• **与えられた課題 A**
エントリのうち、"point: blurred spectator"を含む行から最後の行までを両端も含めて一字一句そのまま引用してください。

• **ページ本文**
説明

窒化物半導体装置

【課題】高耐圧でスイッチングスピードに優れ高い高周波特性を有するノーマリオフ型のHEMTを提供すること。
【解決手段】第1のバンドギャップを有する第1の窒化物半導体層2と前記第1のバンドギャップよりも大きい第2のバンドギャップを有し前記第1の窒化物半導体層上とヘテロ接合される第2の窒化物半導体層3とを備える主半導体領域と、前記主半導体領域上に形成されるソース電極5と、前記主半導体領域上において前記ソース電極5と離間して形成されるドレイン電極6と、前記第1の窒化物半導体層上において前記ソース電極5と前記ドレイン電極6との間に形成される第3の窒化物半導体層10と、前記第3の窒化物半導体層10上に形成されるゲート電極7とを備え、前記第3の窒化物半導体層10が前記第1のバンドギャップよりも小さい第3のバンドギャップを有することを特徴とする窒化物半導体装置。

【発明の詳細な説明】
【技術分野】
【0001】
本発明は、窒化物半導体装置から構成されるノーマリオフ型(エンハンスメント型)の高電子移動度トランジスタ(HEMT)に関する。
【背景技術】
【0002】
窒化物半導体は、SiやGaAsに比して非常に高い絶縁破壊電界強度と電界ドリフト速度とを有し、窒化物半導体同士によるヘテロ接合界面には、分極効果により2次元キャリアガスと呼ばれる高密度キャリア層が形成される。これらの特徴から、例えばAlGaN/GaNヘテロ接合構造を有する高電子移動型トランジスタ(HEMT)は、高電圧且つ大電流で動作する電源用スイッチングデバイスとして応用される。
【0003】
ところで、GaN(0001)面を利用した従来構造のHEMTは、負のゲート閾値電圧を有し、ゲート電極にゲート制御電圧を印加しない状態でソース電極とドレイン電極との間に電流が流れてしまう即ちノーマリオン型(デプレッション型)の特性を有する。しかし、スイッチングデバイスには異常時の安全確保のため、正のゲート閾値電圧を有するノーマリオフ型(エンハンスメント型)であることが求められる。
【0004】
そこで、GaN/AlGaNヘテロ接合において、AlGaNからなるバリア層上にGaNからなるチャネル層を形成された従来のHEMTが特許文献1に開示される。従来のHEMTによれば、チャネル層の格子定数がバリア層の格子定数よりも大きいため、チャネル層に発生する自発分極とピエゾ分極とを相殺させることにより、チャネル層に形成される2次元電子ガス(2DEG)のキャリア濃度を低減でき、ノーマリオフ型の特性を有するHEMTを得られる。

【特許文献1】特開2007−269534
【発明の開示】
【発明が解決しようとする課題】
【0005】
しかしながら、従来のHEMTにおいては、その構造からゲート電極とドレイン電極との距離が、ゲート電極表面に形成された絶縁体層の膜厚と等しくなるため、距離が近接してしまい高い耐圧が得られなかった。また、ゲート長が増大することによるゲート容量の増加は、HEMTのスイッチングスピードの低下や高周波特性の低下を引き起こしてしまう。これらのことから従来のHEMTは、パワーデバイス或いはRF(高周波)デバイスには適さなかった。

• **与えられたデータ**
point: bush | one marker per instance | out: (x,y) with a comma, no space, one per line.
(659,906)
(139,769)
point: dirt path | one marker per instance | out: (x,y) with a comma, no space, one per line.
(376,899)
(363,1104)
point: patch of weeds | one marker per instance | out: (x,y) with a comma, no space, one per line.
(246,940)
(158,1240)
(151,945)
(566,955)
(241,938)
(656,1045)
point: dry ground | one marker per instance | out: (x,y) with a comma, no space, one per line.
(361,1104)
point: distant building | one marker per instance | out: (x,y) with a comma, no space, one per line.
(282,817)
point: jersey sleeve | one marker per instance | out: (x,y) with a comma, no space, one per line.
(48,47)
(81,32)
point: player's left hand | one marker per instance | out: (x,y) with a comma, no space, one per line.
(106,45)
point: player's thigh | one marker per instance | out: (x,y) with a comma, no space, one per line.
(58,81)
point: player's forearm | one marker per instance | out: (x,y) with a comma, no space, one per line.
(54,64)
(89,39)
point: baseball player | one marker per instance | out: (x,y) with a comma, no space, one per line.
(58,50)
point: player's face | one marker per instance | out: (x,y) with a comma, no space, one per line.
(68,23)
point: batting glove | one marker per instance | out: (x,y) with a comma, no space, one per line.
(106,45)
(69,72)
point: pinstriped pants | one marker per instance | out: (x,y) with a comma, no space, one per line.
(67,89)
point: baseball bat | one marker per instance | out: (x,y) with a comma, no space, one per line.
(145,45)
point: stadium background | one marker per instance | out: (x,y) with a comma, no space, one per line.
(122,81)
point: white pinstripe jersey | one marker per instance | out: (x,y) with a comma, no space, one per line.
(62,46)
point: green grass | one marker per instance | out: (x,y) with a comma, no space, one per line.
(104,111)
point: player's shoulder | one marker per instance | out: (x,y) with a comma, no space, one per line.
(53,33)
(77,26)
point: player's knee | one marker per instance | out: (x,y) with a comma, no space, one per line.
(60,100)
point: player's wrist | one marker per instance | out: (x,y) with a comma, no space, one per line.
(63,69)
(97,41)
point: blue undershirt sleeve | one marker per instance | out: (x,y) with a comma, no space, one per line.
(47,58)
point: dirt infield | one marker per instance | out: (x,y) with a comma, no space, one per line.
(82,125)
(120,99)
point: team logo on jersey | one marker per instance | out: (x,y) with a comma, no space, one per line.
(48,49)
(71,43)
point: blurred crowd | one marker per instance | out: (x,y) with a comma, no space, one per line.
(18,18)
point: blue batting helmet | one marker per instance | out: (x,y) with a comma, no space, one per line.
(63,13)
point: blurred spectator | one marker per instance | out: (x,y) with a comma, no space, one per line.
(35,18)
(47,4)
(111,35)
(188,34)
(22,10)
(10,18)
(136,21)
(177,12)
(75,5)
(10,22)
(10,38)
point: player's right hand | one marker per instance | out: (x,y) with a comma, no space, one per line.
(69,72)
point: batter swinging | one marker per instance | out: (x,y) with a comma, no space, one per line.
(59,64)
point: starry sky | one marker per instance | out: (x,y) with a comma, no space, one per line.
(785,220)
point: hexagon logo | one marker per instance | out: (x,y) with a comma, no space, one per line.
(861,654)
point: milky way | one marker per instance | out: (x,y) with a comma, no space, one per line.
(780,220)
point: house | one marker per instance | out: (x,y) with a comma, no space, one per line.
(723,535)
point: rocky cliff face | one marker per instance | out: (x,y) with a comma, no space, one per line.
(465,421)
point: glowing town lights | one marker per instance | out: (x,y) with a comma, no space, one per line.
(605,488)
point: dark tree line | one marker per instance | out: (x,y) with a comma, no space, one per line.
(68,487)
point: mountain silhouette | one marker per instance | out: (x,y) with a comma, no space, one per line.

• **与えられた課題 B**
ページ本文の【解決手段】の段落で、符号の数字が付いている層と電極をすべて、その符号とともに挙げてください。

• **作業結果 A**
point: blurred spectator | one marker per instance | out: (x,y) with a comma, no space, one per line.
(35,18)
(47,4)
(111,35)
(188,34)
(22,10)
(10,18)
(136,21)
(177,12)
(75,5)
(10,22)
(10,38)
point: player's right hand | one marker per instance | out: (x,y) with a comma, no space, one per line.
(69,72)
point: batter swinging | one marker per instance | out: (x,y) with a comma, no space, one per line.
(59,64)
point: starry sky | one marker per instance | out: (x,y) with a comma, no space, one per line.
(785,220)
point: hexagon logo | one marker per instance | out: (x,y) with a comma, no space, one per line.
(861,654)
point: milky way | one marker per instance | out: (x,y) with a comma, no space, one per line.
(780,220)
point: house | one marker per instance | out: (x,y) with a comma, no space, one per line.
(723,535)
point: rocky cliff face | one marker per instance | out: (x,y) with a comma, no space, one per line.
(465,421)
point: glowing town lights | one marker per instance | out: (x,y) with a comma, no space, one per line.
(605,488)
point: dark tree line | one marker per instance | out: (x,y) with a comma, no space, one per line.
(68,487)
point: mountain silhouette | one marker per instance | out: (x,y) with a comma, no space, one per line.

• **作業結果 B**
第1の窒化物半導体層2
第2の窒化物半導体層3
ソース電極5
ドレイン電極6
第3の窒化物半導体層10
ゲート電極7